Exercise instructions: Could you return all of the data exactly as given?

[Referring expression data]

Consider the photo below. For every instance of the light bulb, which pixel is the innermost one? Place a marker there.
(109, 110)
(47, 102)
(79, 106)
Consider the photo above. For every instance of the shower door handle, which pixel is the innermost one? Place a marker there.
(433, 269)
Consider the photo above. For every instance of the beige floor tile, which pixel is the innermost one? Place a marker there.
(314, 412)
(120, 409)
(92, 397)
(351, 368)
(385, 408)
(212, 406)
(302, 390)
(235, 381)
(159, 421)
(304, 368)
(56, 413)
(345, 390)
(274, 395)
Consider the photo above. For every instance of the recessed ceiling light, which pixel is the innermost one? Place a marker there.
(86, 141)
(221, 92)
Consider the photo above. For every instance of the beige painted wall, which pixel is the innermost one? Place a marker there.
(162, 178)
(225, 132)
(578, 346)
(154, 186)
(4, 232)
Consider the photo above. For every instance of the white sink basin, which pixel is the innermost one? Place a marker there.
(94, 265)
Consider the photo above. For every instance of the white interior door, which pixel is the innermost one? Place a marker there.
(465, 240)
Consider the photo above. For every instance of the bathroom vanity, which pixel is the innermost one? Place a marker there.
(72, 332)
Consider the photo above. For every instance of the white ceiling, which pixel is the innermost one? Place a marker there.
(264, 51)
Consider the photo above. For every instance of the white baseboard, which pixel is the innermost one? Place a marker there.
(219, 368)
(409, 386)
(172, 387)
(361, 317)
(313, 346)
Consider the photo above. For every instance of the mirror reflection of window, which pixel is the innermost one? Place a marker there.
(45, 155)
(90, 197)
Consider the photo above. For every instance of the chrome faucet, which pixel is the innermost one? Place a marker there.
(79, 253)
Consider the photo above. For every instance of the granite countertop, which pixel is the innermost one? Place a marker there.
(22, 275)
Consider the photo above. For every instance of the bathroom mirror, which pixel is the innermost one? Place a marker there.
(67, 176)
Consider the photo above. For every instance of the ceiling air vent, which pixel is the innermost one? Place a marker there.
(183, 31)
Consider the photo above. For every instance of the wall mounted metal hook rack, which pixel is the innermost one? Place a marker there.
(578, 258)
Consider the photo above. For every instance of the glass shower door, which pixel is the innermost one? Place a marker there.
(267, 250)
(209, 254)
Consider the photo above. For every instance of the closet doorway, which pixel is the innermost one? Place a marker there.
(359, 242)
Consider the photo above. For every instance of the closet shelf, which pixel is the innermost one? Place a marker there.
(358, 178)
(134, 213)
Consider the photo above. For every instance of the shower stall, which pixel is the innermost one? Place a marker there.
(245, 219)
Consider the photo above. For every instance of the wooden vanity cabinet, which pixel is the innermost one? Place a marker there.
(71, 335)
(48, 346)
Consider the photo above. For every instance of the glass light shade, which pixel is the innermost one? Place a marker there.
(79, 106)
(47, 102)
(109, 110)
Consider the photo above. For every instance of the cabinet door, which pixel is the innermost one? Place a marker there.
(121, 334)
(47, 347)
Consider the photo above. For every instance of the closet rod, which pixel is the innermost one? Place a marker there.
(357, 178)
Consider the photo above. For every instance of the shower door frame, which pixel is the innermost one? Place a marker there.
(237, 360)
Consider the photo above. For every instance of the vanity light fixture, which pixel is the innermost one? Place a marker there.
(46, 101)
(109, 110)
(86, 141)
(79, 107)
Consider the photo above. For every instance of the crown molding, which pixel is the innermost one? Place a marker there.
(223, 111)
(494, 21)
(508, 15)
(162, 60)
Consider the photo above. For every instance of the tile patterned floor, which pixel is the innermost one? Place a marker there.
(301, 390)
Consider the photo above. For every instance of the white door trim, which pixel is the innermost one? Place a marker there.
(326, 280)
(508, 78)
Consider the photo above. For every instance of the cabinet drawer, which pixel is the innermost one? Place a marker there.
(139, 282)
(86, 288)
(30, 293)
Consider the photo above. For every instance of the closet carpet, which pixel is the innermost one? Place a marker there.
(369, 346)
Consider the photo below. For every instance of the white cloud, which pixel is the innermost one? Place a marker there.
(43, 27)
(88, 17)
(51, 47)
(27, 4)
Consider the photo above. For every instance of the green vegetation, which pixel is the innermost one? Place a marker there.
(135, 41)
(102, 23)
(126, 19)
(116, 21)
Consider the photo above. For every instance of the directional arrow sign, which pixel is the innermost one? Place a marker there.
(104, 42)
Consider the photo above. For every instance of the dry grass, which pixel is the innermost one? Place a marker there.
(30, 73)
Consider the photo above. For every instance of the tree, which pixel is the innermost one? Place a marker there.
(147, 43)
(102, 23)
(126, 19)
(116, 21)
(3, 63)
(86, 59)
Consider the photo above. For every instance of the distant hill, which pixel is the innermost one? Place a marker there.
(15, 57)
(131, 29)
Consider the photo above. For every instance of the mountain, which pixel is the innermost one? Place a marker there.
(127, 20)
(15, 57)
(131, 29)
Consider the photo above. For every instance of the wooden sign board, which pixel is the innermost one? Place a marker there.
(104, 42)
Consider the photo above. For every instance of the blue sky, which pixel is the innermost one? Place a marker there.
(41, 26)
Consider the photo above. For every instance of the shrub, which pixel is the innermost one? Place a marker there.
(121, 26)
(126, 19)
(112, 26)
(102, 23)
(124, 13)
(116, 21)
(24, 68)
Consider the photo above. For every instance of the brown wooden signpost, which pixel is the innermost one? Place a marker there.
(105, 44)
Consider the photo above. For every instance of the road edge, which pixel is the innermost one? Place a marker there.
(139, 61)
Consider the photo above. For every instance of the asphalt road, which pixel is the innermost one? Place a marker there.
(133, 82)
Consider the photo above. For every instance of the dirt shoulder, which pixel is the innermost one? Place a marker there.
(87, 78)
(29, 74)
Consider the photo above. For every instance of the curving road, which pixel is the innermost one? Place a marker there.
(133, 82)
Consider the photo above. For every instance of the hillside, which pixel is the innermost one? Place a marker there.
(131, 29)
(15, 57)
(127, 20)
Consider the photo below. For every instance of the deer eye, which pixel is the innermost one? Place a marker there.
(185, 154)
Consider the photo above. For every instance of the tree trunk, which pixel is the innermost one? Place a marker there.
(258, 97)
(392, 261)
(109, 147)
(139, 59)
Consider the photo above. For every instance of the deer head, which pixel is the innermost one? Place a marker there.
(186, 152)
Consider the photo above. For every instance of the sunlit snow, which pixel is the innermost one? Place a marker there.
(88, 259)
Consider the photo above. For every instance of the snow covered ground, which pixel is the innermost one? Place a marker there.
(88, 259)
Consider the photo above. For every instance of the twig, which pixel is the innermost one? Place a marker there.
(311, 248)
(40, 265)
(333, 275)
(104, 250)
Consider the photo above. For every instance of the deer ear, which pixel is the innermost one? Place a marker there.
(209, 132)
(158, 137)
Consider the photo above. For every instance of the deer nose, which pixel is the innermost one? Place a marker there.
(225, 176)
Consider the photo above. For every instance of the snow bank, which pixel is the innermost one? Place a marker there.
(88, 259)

Written answer:
Consider the photo below. For every instance of the light bulb, which pixel is the innermost one? Place a marker there.
(109, 110)
(47, 102)
(79, 106)
Consider the photo above. For every instance of the shower door handle, which pixel is the innermost one? Place a marker there.
(433, 269)
Consider the photo above. For every instance of the beige floor tile, which pixel is the innermost one? Place a marker there.
(314, 412)
(120, 409)
(92, 397)
(351, 368)
(385, 408)
(212, 406)
(302, 390)
(235, 381)
(159, 421)
(304, 368)
(56, 413)
(345, 390)
(274, 395)
Consider the photo above. For every instance of the recessed ceiling light, which pixel is the innermost one? Place a marker there.
(86, 141)
(221, 92)
Consider the photo above. For every instance of the beige painted wall, which pixel is the innermost one? Place a marker there.
(162, 178)
(225, 132)
(578, 346)
(154, 186)
(4, 232)
Consider the photo above. For every instance of the white sink basin, which pixel is the innermost one? Place a marker there.
(94, 265)
Consider the photo above. For every instance of the white interior door, which pixel is the innermost one? Place a marker there.
(465, 240)
Consider the photo above. For every instance of the bathroom vanity, which pixel is the innermost one? Place a marker there.
(72, 332)
Consider the photo above. For every instance of the white ceiling, which pixel is the innermost one? Place a marker there.
(264, 51)
Consider the photo above. For every instance of the white baseboard, which pixel is the innermost one? Place a marker there.
(219, 368)
(409, 386)
(172, 387)
(361, 317)
(313, 346)
Consider the photo above. For every instance of the mirror reflection of window, which pixel is the innermost one? Place a marker there.
(45, 155)
(90, 197)
Consider the photo above. For every instance of the chrome faucet, which pixel is the innermost one? Place a marker there.
(79, 253)
Consider the photo above. For every instance of the granite countertop, which pixel is the innermost one? Place a marker there.
(22, 275)
Consider the photo above. For every instance of the bathroom mirror, which pixel is the innermost one? Place a marker there.
(67, 176)
Consider the photo above. For every instance of the ceiling air vent, which pixel is the innermost one? Place a marker there.
(183, 31)
Consider the photo above. For every instance of the wall mounted metal hook rack, which pixel is the innermost one? Place a marker there.
(578, 258)
Consider the photo above. For every instance of the glass shower door, which pixel is the innermost one? Place a marker there.
(267, 250)
(209, 254)
Consider the photo above. For every instance of the closet doorway, which pixel is the innermost one? Place a marker there.
(359, 242)
Consider the photo above. For every instance of the closet shelf, which pixel is the innermost one? Place a marker there.
(358, 178)
(134, 213)
Consider the photo above. For every instance of the shower stall, which pixel is the innermost one? Place a marker there.
(245, 219)
Consider the photo above. For every instance of the wooden vanity cabinet, which pixel is the innermost one? Place a marker there.
(71, 335)
(48, 346)
Consider the photo above. For every instance of the glass light shade, which pixel is the innermost one? Place a marker there.
(79, 106)
(47, 102)
(109, 110)
Consider the photo above. For every instance of the cabinet door, which pixel is the innermost one? Place a marker there.
(121, 334)
(47, 347)
Consider the photo above. For every instance of the closet rod, which pixel is the innermost one? Place a marker there.
(357, 178)
Consider the photo above. For every instance of the shower door frame, which pixel is the innermost one? Place a marker there.
(237, 360)
Consider the photo above. For every instance of the vanity light fixture, which pixel is the innermost one? Place a marker there.
(46, 101)
(109, 110)
(86, 141)
(79, 107)
Consider the photo above. For every instance of the crown molding, which pixel is the innermost one? Place a marker there.
(223, 111)
(494, 21)
(508, 15)
(162, 60)
Consider the photo above. For every instance of the tile patterned floor, which pixel is the innermost one? Place a marker there.
(301, 390)
Consider the photo above. For every instance of the white door trim, which pixel is the innermost one? Place a marker there.
(326, 280)
(508, 78)
Consider the photo above. For every instance of the cabinet drawer, which pixel is the innermost one? Place a marker there.
(139, 282)
(86, 288)
(30, 293)
Consider the photo above. For every instance of the closet carpet, which pixel is the innermost one? Place a marker there.
(369, 346)
Consider the photo below. For every instance of the white cloud, which pixel is the innermost one? Place a marker there.
(43, 27)
(88, 17)
(51, 47)
(27, 4)
Consider the photo above. For every instance of the green vegetation, which pixel is the innermost one? Place a marker there.
(135, 41)
(102, 23)
(126, 19)
(116, 21)
Consider the photo above. For every instance of the directional arrow sign, which pixel is the innermost one? Place a marker there.
(104, 42)
Consider the photo above. For every instance of the dry grass, which pixel is the innermost one? Place a marker there.
(30, 73)
Consider the photo above. For every instance of the tree, which pixel is the innermost one? Place a marker there.
(147, 43)
(102, 23)
(126, 19)
(116, 21)
(3, 63)
(86, 59)
Consider the photo above. For every instance of the distant hill, which pixel is the innermost one? Place a marker there.
(15, 57)
(131, 29)
Consider the photo above. For every instance of the mountain, which pixel is the innermost one? Place a marker there.
(127, 20)
(15, 57)
(131, 29)
Consider the photo above. For every instance of the wooden sign board, which pixel is the innermost one? Place a marker there.
(104, 42)
Consider the photo above. For every instance of the blue sky, which pixel is the innermost one? Place a marker there.
(41, 26)
Consider the photo above. For every instance of the shrub, which pixel is the innermost one? Place a marker there.
(121, 26)
(126, 19)
(112, 26)
(102, 23)
(124, 13)
(116, 21)
(24, 68)
Consider the photo above. For every instance of the brown wooden signpost, which pixel is the innermost one? Place a marker there.
(105, 44)
Consider the photo above. For every instance of the road edge, which pixel is the innermost one? Place a marker there.
(139, 61)
Consider the photo above. For every instance of the asphalt road, which pixel is the innermost one? Place a marker there.
(133, 82)
Consider the photo above. For every instance of the dirt shoulder, which pixel is the innermost one? Place a marker there.
(87, 78)
(29, 74)
Consider the photo above. For every instance of the curving road, which pixel is the innermost one? Place a marker there.
(133, 82)
Consider the photo above. For every instance of the hillside, which pixel is the innermost one? Place a marker there.
(131, 29)
(15, 57)
(127, 20)
Consider the photo below. For every instance of the deer eye, which pixel is the innermost one? Place a marker there.
(185, 154)
Consider the photo above. For every instance of the tree trunk, which pixel is the innermost one? Place a marker there.
(258, 97)
(392, 261)
(109, 147)
(139, 59)
Consider the photo above. For every instance of the deer head, which pixel is the innermost one? Place a marker there.
(186, 152)
Consider the photo above. For every instance of the sunlit snow, which pixel is the innermost one? Place a marker there.
(88, 259)
Consider the photo above. For every instance of the snow covered ground, which pixel is the innermost one? Place a marker there.
(88, 259)
Consider the photo above. For every instance of the twig, which pixel is the innermost one? Place a marker there.
(311, 248)
(40, 265)
(333, 275)
(104, 250)
Consider the photo above. For every instance of the deer ear, which pixel is the innermost one? Place a marker there.
(209, 132)
(158, 137)
Consider the photo above. For every instance of the deer nose, which pixel is the innermost one? Place a marker there.
(225, 176)
Consider the photo above. For every instance of the snow bank, which pixel is the innermost one? Place a marker there.
(88, 259)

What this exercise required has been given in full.